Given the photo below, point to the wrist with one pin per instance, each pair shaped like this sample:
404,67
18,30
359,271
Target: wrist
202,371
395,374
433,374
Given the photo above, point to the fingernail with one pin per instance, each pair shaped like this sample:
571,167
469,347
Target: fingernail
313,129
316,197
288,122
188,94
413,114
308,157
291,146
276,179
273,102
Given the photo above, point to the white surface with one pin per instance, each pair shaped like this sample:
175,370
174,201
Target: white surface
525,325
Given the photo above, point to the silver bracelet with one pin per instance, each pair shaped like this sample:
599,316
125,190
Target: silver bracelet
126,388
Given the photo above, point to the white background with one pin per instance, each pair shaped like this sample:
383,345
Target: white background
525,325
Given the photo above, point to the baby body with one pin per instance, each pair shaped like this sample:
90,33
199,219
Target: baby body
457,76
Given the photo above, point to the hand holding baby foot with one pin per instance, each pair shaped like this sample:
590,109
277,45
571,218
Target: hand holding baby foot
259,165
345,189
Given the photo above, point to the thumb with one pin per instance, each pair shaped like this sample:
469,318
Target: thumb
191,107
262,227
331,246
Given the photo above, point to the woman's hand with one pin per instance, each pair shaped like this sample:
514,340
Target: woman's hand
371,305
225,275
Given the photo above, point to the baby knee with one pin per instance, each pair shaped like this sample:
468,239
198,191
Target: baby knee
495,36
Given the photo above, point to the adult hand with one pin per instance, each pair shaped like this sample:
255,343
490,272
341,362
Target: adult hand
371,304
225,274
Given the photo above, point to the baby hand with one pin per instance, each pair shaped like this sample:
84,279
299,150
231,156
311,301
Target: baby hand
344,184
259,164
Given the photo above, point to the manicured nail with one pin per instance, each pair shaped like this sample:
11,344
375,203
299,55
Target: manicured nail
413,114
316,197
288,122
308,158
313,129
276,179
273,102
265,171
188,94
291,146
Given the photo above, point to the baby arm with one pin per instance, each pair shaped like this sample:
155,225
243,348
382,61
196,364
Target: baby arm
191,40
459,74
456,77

___

- **THE TASK**
Copy the records word for word, starting at the line that contains "Given the photo above, point to the baby arm" and going all the way to the end, with that first line included.

- **RESULT**
Given the photo above, point to the baby arm with one pin per instance, each pair shaped like this sample:
155,225
243,348
382,61
196,364
Target: baby arm
191,40
459,74
456,77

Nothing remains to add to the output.